Convert the records below into a JSON list of strings with one string per line, omitting blank lines.
⟨
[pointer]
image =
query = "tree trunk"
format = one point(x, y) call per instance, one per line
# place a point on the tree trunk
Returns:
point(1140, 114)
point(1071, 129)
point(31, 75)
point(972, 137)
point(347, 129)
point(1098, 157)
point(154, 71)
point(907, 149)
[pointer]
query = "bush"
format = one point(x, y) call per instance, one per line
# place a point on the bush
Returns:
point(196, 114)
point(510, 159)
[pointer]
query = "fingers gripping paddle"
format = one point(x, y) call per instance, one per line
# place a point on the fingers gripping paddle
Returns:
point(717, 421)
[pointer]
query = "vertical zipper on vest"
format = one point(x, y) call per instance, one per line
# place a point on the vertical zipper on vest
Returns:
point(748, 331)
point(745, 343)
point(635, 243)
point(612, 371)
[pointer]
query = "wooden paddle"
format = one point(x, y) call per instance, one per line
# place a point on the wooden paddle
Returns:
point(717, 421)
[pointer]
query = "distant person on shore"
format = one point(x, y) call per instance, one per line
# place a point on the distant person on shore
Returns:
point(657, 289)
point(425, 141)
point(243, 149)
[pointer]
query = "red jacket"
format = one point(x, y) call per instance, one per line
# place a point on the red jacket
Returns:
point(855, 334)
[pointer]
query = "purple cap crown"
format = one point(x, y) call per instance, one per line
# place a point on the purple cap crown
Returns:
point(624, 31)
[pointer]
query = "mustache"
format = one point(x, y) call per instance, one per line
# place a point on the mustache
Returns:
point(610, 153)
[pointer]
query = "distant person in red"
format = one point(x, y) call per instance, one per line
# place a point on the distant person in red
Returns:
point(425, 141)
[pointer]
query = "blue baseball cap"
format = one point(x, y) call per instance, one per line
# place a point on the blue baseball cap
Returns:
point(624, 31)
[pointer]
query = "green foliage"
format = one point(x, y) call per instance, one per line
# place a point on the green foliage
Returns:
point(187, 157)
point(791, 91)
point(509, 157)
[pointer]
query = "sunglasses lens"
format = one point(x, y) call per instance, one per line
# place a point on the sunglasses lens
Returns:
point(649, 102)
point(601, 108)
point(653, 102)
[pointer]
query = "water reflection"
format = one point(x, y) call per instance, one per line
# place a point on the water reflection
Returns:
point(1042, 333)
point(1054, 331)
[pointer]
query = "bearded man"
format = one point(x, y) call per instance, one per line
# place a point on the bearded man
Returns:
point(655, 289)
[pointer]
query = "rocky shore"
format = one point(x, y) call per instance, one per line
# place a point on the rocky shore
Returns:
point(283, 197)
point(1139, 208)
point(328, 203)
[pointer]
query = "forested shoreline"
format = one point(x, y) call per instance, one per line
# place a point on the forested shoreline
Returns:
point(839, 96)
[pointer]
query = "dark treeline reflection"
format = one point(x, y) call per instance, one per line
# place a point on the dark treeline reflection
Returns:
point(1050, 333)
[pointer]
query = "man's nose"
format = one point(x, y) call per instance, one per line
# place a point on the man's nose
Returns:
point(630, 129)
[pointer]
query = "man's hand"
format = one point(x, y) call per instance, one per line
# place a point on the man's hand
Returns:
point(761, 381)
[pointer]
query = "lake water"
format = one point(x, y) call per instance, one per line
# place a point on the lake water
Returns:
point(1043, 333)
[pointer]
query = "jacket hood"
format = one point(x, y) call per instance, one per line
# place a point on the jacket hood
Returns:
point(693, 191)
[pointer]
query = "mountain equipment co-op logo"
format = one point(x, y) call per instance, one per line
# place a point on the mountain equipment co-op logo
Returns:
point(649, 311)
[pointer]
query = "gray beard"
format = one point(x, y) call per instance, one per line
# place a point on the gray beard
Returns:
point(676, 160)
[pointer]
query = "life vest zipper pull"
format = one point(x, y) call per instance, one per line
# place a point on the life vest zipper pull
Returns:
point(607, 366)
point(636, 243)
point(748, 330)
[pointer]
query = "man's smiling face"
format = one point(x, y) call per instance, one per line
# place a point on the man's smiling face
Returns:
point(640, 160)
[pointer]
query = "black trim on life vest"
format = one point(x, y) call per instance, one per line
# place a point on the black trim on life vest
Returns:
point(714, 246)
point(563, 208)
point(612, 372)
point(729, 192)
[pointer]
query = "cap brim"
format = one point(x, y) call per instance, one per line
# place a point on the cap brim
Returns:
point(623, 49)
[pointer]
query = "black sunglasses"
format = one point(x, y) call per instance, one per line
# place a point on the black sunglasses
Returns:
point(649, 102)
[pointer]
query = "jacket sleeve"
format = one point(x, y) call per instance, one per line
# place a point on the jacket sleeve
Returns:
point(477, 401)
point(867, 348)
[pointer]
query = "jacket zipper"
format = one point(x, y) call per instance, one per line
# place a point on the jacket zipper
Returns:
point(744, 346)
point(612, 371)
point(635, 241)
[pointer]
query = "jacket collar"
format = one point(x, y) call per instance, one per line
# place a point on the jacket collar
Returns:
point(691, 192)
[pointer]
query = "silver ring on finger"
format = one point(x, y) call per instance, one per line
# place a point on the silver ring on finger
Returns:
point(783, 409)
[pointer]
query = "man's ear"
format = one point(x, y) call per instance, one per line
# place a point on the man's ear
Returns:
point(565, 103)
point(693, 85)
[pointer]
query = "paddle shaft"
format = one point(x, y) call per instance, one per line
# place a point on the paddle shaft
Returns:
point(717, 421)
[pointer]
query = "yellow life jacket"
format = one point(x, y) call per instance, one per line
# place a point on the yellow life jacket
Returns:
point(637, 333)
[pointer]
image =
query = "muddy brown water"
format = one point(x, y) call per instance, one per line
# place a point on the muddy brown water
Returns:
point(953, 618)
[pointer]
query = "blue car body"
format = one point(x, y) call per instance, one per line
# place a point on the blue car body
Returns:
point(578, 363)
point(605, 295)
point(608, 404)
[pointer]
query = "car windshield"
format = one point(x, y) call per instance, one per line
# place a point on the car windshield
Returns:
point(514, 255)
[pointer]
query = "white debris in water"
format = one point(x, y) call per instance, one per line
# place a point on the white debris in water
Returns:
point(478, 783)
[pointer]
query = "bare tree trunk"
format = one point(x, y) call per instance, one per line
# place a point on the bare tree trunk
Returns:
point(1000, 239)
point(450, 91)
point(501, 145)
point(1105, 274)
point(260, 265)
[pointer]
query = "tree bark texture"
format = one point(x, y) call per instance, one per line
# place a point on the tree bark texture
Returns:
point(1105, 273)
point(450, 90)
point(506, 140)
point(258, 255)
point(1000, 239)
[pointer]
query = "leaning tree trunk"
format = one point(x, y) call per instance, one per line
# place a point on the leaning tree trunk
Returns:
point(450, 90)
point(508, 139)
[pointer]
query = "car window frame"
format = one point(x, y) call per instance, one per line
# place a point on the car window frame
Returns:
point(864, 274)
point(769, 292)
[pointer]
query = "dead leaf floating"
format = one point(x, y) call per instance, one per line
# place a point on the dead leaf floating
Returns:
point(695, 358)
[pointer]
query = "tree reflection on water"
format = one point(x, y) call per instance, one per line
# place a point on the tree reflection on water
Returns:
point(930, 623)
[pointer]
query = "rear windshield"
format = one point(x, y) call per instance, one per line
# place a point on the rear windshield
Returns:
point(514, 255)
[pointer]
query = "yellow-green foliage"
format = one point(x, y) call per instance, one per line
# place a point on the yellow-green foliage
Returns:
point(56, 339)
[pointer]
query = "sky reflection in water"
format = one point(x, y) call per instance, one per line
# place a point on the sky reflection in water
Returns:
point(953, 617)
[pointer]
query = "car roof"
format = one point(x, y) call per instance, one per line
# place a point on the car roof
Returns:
⟩
WRITTEN ANSWER —
[
  "[pointer]",
  "image =",
  "query = \"tree trunk\"",
  "format = one point(x, y) call per instance, one per line",
  "# place a point on the tree trunk",
  "Returns:",
  "point(1140, 114)",
  "point(1071, 129)",
  "point(31, 75)",
  "point(972, 137)",
  "point(347, 129)",
  "point(1098, 157)",
  "point(154, 71)",
  "point(907, 149)",
  "[pointer]",
  "query = \"bush\"",
  "format = one point(x, y) call per instance, one per line",
  "# place a point on the bush",
  "Returns:",
  "point(196, 114)",
  "point(510, 159)",
  "[pointer]",
  "query = \"fingers gripping paddle\"",
  "format = one point(x, y) call per instance, one per line",
  "# place a point on the fingers gripping paddle",
  "Returns:",
  "point(717, 421)",
  "[pointer]",
  "query = \"vertical zipper on vest\"",
  "format = one point(x, y) call per instance, one per line",
  "# place a point on the vertical zipper on vest",
  "Returns:",
  "point(748, 331)",
  "point(745, 343)",
  "point(635, 243)",
  "point(612, 371)",
  "[pointer]",
  "query = \"wooden paddle\"",
  "format = one point(x, y) call per instance, one per line",
  "# place a point on the wooden paddle",
  "Returns:",
  "point(717, 421)",
  "[pointer]",
  "query = \"distant person on shore\"",
  "format = one point(x, y) call per instance, one per line",
  "# place a point on the distant person on shore",
  "Returns:",
  "point(657, 289)",
  "point(425, 141)",
  "point(243, 149)",
  "[pointer]",
  "query = \"red jacket\"",
  "format = one point(x, y) call per instance, one per line",
  "# place a point on the red jacket",
  "Returns:",
  "point(855, 334)",
  "[pointer]",
  "query = \"purple cap crown\"",
  "format = one point(x, y) call per instance, one per line",
  "# place a point on the purple cap crown",
  "Returns:",
  "point(624, 31)",
  "[pointer]",
  "query = \"mustache\"",
  "format = one point(x, y) call per instance, one per line",
  "# place a point on the mustache",
  "Returns:",
  "point(610, 153)",
  "[pointer]",
  "query = \"distant person in red\"",
  "format = one point(x, y) call per instance, one per line",
  "# place a point on the distant person in red",
  "Returns:",
  "point(425, 141)",
  "[pointer]",
  "query = \"blue baseball cap\"",
  "format = one point(x, y) call per instance, one per line",
  "# place a point on the blue baseball cap",
  "Returns:",
  "point(624, 31)",
  "[pointer]",
  "query = \"green foliage\"",
  "format = one point(x, y) call per instance, one per line",
  "# place a point on the green foliage",
  "Returns:",
  "point(187, 157)",
  "point(791, 91)",
  "point(509, 157)",
  "[pointer]",
  "query = \"sunglasses lens\"",
  "format = one point(x, y) call per instance, one per line",
  "# place a point on the sunglasses lens",
  "Returns:",
  "point(649, 102)",
  "point(601, 108)",
  "point(653, 102)",
  "[pointer]",
  "query = \"water reflection\"",
  "format = one point(x, y) call per instance, one per line",
  "# place a point on the water reflection",
  "Returns:",
  "point(1042, 333)",
  "point(1054, 331)",
  "[pointer]",
  "query = \"bearded man\"",
  "format = one point(x, y) call per instance, one per line",
  "# place a point on the bearded man",
  "Returns:",
  "point(655, 289)",
  "[pointer]",
  "query = \"rocky shore\"",
  "format = one point(x, y) call per instance, one per line",
  "# place a point on the rocky shore",
  "Returns:",
  "point(283, 197)",
  "point(1139, 208)",
  "point(328, 203)",
  "[pointer]",
  "query = \"forested shoreline\"",
  "format = one point(x, y) call per instance, one per line",
  "# place a point on the forested shoreline",
  "Returns:",
  "point(839, 96)",
  "[pointer]",
  "query = \"dark treeline reflection\"",
  "format = one point(x, y) call per instance, one per line",
  "# place a point on the dark treeline reflection",
  "Returns:",
  "point(1050, 333)",
  "[pointer]",
  "query = \"man's nose\"",
  "format = one point(x, y) call per instance, one per line",
  "# place a point on the man's nose",
  "Returns:",
  "point(630, 129)",
  "[pointer]",
  "query = \"man's hand\"",
  "format = one point(x, y) call per instance, one per line",
  "# place a point on the man's hand",
  "Returns:",
  "point(761, 381)",
  "[pointer]",
  "query = \"lake water\"",
  "format = one point(x, y) call per instance, one per line",
  "# place a point on the lake water",
  "Returns:",
  "point(1043, 333)",
  "[pointer]",
  "query = \"jacket hood\"",
  "format = one point(x, y) call per instance, one per line",
  "# place a point on the jacket hood",
  "Returns:",
  "point(693, 191)",
  "[pointer]",
  "query = \"mountain equipment co-op logo\"",
  "format = one point(x, y) call per instance, one per line",
  "# place a point on the mountain equipment co-op logo",
  "Returns:",
  "point(649, 311)",
  "[pointer]",
  "query = \"gray beard\"",
  "format = one point(x, y) call per instance, one per line",
  "# place a point on the gray beard",
  "Returns:",
  "point(676, 160)",
  "[pointer]",
  "query = \"life vest zipper pull\"",
  "format = one point(x, y) call per instance, one per line",
  "# place a point on the life vest zipper pull",
  "Returns:",
  "point(607, 366)",
  "point(636, 243)",
  "point(748, 330)",
  "[pointer]",
  "query = \"man's smiling face\"",
  "format = one point(x, y) call per instance, one per line",
  "# place a point on the man's smiling face",
  "Returns:",
  "point(640, 160)",
  "[pointer]",
  "query = \"black trim on life vest\"",
  "format = one point(x, y) call per instance, one per line",
  "# place a point on the black trim on life vest",
  "Returns:",
  "point(714, 246)",
  "point(563, 208)",
  "point(612, 372)",
  "point(729, 192)",
  "[pointer]",
  "query = \"cap brim\"",
  "format = one point(x, y) call per instance, one per line",
  "# place a point on the cap brim",
  "Returns:",
  "point(623, 49)",
  "[pointer]",
  "query = \"black sunglasses\"",
  "format = one point(x, y) call per instance, one per line",
  "# place a point on the black sunglasses",
  "Returns:",
  "point(649, 102)",
  "[pointer]",
  "query = \"jacket sleeve\"",
  "format = one point(x, y) call per instance, one per line",
  "# place a point on the jacket sleeve",
  "Returns:",
  "point(477, 401)",
  "point(867, 348)",
  "[pointer]",
  "query = \"jacket zipper\"",
  "format = one point(x, y) call per instance, one per line",
  "# place a point on the jacket zipper",
  "Returns:",
  "point(744, 346)",
  "point(612, 371)",
  "point(635, 241)",
  "[pointer]",
  "query = \"jacket collar\"",
  "format = one point(x, y) call per instance, one per line",
  "# place a point on the jacket collar",
  "Returns:",
  "point(691, 192)",
  "[pointer]",
  "query = \"silver ring on finger\"",
  "format = one point(x, y) call per instance, one per line",
  "# place a point on the silver ring on finger",
  "Returns:",
  "point(783, 409)",
  "[pointer]",
  "query = \"man's ear\"",
  "format = one point(x, y) call per instance, one per line",
  "# place a point on the man's ear",
  "Returns:",
  "point(565, 103)",
  "point(693, 85)",
  "[pointer]",
  "query = \"paddle shaft\"",
  "format = one point(x, y) call per instance, one per line",
  "# place a point on the paddle shaft",
  "Returns:",
  "point(717, 421)",
  "[pointer]",
  "query = \"yellow life jacket\"",
  "format = one point(x, y) call per instance, one per line",
  "# place a point on the yellow life jacket",
  "Returns:",
  "point(637, 333)",
  "[pointer]",
  "image =",
  "query = \"muddy brown water\"",
  "format = one point(x, y) call per instance, one per line",
  "# place a point on the muddy brown water",
  "Returns:",
  "point(953, 618)",
  "[pointer]",
  "query = \"blue car body\"",
  "format = one point(x, y) call per instance, one per line",
  "# place a point on the blue car body",
  "Returns:",
  "point(578, 363)",
  "point(605, 295)",
  "point(608, 404)",
  "[pointer]",
  "query = \"car windshield\"",
  "format = one point(x, y) call per instance, one per line",
  "# place a point on the car windshield",
  "Returns:",
  "point(514, 255)",
  "[pointer]",
  "query = \"white debris in water\"",
  "format = one point(x, y) call per instance, one per line",
  "# place a point on the white debris in water",
  "Returns:",
  "point(478, 783)",
  "[pointer]",
  "query = \"bare tree trunk\"",
  "format = one point(x, y) call per instance, one per line",
  "# place a point on the bare tree trunk",
  "Returns:",
  "point(1000, 239)",
  "point(450, 91)",
  "point(501, 145)",
  "point(1105, 274)",
  "point(260, 265)",
  "[pointer]",
  "query = \"tree bark texture\"",
  "format = one point(x, y) call per instance, one per line",
  "# place a point on the tree bark texture",
  "Returns:",
  "point(1105, 273)",
  "point(450, 90)",
  "point(506, 140)",
  "point(258, 255)",
  "point(1000, 239)",
  "[pointer]",
  "query = \"leaning tree trunk\"",
  "format = one point(x, y) call per instance, one per line",
  "# place a point on the leaning tree trunk",
  "Returns:",
  "point(450, 90)",
  "point(508, 139)",
  "[pointer]",
  "query = \"car window frame\"",
  "format = one point(x, y) call per instance, one per line",
  "# place a point on the car window frame",
  "Returns:",
  "point(864, 274)",
  "point(769, 292)",
  "[pointer]",
  "query = \"dead leaf floating\"",
  "format = one point(x, y) call per instance, one per line",
  "# place a point on the dead leaf floating",
  "Returns:",
  "point(695, 358)",
  "[pointer]",
  "query = \"tree reflection on water\"",
  "format = one point(x, y) call per instance, one per line",
  "# place a point on the tree reflection on water",
  "Returns:",
  "point(930, 623)",
  "[pointer]",
  "query = \"rear windshield\"",
  "format = one point(x, y) call per instance, one per line",
  "# place a point on the rear windshield",
  "Returns:",
  "point(514, 255)",
  "[pointer]",
  "query = \"yellow-green foliage\"",
  "format = one point(x, y) call per instance, one per line",
  "# place a point on the yellow-green foliage",
  "Returns:",
  "point(56, 339)",
  "[pointer]",
  "query = \"sky reflection in water\"",
  "format = one point(x, y) call per instance, one per line",
  "# place a point on the sky reflection in water",
  "Returns:",
  "point(953, 617)",
  "[pointer]",
  "query = \"car roof\"",
  "format = one point(x, y) call per instance, one per line",
  "# place a point on the car roof",
  "Returns:"
]